##### STORED ROWS #####

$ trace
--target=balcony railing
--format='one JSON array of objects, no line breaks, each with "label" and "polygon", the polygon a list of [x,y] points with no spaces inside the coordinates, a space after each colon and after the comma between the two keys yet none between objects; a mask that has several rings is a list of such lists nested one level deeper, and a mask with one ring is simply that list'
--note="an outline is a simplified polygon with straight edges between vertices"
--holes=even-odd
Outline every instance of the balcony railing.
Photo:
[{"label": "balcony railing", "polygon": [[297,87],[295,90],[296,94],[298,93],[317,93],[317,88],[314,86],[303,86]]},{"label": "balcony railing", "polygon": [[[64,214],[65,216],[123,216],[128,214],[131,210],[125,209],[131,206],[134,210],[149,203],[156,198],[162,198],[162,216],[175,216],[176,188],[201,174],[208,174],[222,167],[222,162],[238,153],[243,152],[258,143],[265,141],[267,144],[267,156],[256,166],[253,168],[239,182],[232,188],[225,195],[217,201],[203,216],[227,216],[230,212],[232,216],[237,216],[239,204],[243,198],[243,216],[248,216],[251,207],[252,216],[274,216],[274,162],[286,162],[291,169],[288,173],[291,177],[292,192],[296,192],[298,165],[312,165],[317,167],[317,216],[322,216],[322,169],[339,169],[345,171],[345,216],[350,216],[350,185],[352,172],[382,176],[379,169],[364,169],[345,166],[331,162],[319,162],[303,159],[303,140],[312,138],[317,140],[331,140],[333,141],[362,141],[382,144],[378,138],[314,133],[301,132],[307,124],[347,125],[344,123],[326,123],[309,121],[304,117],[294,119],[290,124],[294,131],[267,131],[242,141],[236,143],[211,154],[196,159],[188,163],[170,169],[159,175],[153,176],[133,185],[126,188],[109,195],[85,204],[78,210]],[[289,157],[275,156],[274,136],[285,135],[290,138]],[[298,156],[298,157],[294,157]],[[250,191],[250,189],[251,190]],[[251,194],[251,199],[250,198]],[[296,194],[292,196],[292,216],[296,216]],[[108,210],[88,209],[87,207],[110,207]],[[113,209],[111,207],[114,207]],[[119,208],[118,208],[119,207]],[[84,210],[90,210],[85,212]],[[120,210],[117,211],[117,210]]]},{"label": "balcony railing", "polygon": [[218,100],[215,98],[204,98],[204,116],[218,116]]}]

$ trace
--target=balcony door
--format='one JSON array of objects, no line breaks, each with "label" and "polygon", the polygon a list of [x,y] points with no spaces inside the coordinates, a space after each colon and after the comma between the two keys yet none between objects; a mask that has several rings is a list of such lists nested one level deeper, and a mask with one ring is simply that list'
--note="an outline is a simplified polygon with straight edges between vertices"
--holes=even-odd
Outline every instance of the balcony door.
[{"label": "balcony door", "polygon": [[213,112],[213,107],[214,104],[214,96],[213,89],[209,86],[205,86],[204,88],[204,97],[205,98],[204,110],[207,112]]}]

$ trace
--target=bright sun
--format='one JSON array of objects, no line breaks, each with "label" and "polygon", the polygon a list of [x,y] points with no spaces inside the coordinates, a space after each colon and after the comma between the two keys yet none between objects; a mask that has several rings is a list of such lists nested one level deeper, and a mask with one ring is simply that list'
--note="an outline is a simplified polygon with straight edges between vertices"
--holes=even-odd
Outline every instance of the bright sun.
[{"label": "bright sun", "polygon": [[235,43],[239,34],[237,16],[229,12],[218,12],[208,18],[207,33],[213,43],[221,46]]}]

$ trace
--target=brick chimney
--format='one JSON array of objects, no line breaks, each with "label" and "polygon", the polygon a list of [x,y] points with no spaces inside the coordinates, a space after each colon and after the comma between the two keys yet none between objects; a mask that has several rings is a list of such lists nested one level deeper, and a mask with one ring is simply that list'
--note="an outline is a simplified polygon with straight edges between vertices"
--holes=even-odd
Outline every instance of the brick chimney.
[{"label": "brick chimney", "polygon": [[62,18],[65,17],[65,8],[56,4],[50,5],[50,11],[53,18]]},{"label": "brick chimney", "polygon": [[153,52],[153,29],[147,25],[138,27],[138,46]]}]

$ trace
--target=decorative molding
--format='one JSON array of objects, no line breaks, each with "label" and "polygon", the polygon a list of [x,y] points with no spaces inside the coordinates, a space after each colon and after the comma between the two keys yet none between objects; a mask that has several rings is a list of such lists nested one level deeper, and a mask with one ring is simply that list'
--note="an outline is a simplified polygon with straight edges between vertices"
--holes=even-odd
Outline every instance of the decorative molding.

#####

■ EXERCISE INSTRUCTIONS ■
Count the lines above that contain the string "every", with case counting, and give only that number.

■ TASK OUTPUT ■
5